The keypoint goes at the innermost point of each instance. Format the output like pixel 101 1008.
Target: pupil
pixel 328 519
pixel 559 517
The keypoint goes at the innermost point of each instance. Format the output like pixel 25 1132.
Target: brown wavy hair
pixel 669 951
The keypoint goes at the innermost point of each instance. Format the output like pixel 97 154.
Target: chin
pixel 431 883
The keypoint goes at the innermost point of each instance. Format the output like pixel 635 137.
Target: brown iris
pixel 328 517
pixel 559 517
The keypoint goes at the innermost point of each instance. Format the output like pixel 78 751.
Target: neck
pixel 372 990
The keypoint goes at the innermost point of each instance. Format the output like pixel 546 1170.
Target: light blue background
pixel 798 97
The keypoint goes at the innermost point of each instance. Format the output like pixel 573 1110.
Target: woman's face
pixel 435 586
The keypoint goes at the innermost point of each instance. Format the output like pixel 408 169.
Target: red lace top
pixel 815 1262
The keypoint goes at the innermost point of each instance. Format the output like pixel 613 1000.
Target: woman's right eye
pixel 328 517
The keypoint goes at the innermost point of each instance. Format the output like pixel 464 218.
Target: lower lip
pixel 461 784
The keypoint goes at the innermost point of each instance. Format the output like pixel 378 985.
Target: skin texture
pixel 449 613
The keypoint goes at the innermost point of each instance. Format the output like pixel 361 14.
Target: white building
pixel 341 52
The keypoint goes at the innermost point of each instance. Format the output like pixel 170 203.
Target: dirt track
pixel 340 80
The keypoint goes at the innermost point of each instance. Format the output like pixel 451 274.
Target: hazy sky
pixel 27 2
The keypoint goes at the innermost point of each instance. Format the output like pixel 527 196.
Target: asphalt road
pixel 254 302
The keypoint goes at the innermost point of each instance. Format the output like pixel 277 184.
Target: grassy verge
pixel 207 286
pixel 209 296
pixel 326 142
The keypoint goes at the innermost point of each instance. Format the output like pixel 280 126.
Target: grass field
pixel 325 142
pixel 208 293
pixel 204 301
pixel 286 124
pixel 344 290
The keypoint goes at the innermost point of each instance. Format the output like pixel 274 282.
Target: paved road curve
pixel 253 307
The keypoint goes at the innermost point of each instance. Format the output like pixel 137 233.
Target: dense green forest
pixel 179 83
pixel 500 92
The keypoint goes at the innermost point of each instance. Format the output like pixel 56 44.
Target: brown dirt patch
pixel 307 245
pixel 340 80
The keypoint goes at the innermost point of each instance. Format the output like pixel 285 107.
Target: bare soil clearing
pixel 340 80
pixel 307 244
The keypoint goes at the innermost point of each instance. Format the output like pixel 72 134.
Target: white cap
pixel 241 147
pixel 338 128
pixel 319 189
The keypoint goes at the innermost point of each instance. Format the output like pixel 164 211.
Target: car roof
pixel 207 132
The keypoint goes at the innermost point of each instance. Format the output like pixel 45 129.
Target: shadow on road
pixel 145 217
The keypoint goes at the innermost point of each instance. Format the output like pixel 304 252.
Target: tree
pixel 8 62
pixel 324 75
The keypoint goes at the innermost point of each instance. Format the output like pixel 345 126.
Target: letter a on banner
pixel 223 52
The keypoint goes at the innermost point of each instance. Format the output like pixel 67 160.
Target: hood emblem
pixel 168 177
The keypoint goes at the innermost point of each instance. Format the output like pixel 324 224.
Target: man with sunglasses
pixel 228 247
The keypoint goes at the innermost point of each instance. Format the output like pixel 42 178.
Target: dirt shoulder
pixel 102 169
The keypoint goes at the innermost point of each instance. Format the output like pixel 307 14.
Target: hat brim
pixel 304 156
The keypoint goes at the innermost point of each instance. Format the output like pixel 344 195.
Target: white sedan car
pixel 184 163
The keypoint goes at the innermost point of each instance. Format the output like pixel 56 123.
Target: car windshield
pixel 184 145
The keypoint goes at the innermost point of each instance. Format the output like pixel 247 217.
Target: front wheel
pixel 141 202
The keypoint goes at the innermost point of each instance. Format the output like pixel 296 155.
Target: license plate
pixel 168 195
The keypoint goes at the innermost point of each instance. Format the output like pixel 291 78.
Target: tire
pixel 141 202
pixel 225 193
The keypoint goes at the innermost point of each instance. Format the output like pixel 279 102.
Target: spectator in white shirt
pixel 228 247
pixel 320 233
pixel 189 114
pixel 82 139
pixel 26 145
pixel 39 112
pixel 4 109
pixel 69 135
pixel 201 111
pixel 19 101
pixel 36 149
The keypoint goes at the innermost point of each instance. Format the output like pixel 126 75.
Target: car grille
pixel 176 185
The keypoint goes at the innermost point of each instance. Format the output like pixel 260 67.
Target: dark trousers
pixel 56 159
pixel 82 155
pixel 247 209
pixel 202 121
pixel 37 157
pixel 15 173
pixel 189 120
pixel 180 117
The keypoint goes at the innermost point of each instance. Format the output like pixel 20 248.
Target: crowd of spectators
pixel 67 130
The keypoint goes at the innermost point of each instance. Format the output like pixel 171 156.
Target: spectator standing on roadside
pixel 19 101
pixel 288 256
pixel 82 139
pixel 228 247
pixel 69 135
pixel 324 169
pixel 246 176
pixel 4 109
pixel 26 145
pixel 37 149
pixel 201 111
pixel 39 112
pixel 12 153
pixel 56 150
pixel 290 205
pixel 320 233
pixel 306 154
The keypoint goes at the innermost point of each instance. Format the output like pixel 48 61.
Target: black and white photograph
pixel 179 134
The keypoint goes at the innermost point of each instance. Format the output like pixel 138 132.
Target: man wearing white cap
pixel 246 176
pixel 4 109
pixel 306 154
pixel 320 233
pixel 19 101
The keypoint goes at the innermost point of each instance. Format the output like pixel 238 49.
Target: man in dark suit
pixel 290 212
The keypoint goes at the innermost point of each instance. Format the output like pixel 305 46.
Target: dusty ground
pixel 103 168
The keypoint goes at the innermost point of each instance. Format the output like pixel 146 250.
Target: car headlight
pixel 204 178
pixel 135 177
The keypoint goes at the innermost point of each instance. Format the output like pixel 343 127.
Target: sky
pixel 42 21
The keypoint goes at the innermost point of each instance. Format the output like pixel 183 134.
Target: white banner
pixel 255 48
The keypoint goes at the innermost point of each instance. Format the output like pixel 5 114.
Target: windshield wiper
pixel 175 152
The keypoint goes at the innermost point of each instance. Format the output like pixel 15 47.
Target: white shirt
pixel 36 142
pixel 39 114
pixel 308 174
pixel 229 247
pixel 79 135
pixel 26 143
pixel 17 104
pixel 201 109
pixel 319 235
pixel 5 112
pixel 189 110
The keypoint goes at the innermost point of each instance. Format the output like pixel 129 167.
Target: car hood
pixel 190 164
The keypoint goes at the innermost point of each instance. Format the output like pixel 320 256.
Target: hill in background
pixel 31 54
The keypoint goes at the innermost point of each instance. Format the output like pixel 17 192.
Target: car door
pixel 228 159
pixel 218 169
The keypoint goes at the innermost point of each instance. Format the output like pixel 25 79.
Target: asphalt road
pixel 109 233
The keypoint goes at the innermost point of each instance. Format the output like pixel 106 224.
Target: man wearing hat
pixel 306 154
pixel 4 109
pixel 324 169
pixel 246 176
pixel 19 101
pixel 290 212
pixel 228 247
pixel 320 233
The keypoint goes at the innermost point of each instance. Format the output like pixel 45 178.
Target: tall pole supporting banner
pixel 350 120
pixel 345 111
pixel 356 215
---
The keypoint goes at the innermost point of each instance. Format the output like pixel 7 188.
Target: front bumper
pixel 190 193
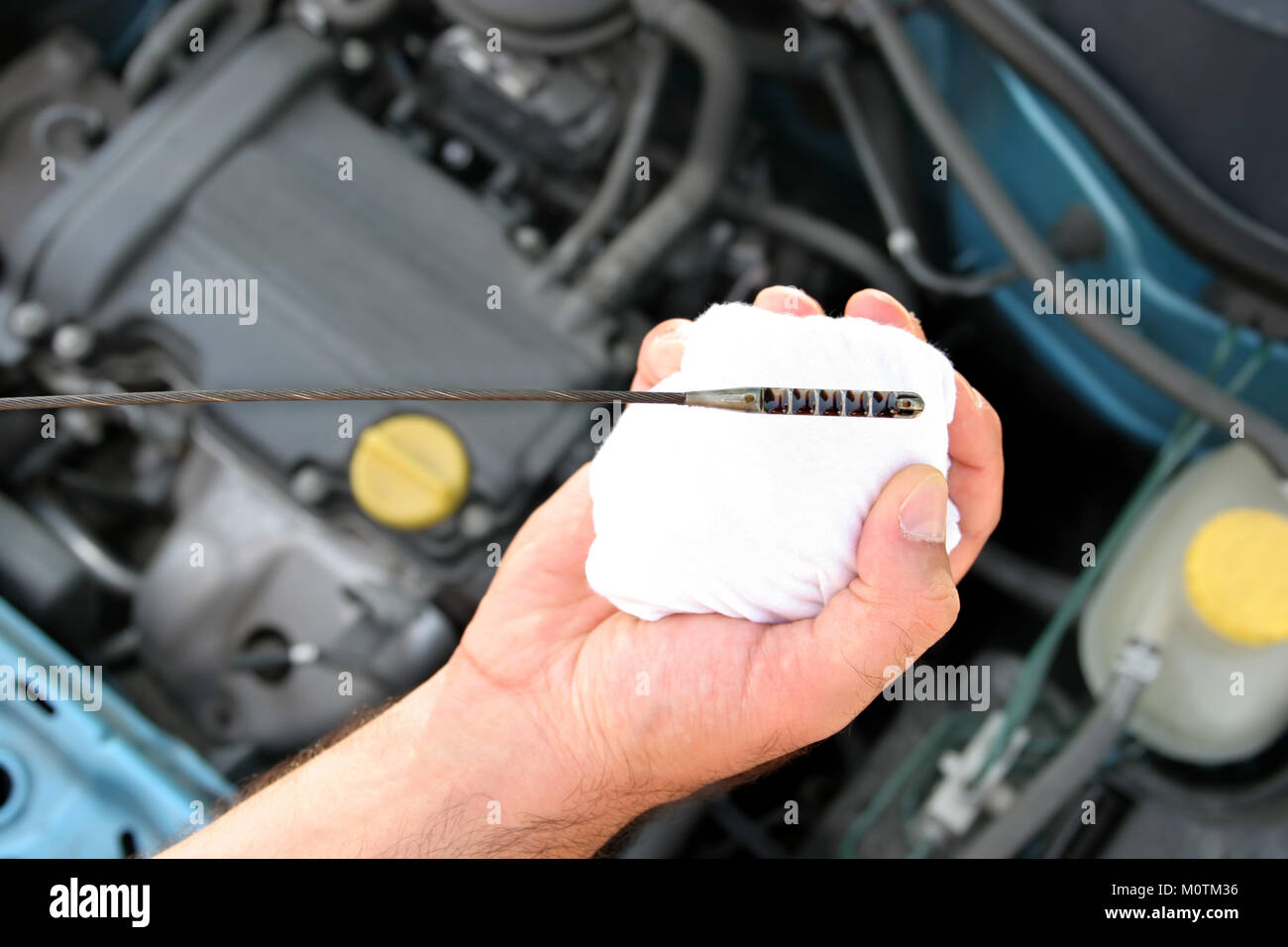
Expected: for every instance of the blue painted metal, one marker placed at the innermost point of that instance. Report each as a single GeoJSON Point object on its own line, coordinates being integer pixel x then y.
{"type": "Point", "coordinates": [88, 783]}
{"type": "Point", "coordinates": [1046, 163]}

- _Problem details_:
Copy out only the lines above from the one with "pixel 72 134." to the one with "pixel 67 160.", inclusive, exactly as they stand.

- _Solution for this task_:
The keypoint goes at the innermost point of each instance. Format the output like pixel 72 134.
Target: white cap
pixel 241 147
pixel 338 128
pixel 319 189
The keypoint goes at the innermost point of each instance. Format the output like pixel 164 211.
Target: car roof
pixel 207 132
The keypoint goes at the innermost point of each instance. Format the output like pixel 45 129.
Target: shadow on road
pixel 145 217
The keypoint goes at the innermost point of each instance. Format the output like pixel 304 252.
Target: tree
pixel 8 62
pixel 324 75
The keypoint goes at the innermost point of each instance. Format the output like pixel 345 126.
Target: letter a on banner
pixel 223 52
The keypoint goes at the innermost point of each instance. Format the output like pixel 67 160.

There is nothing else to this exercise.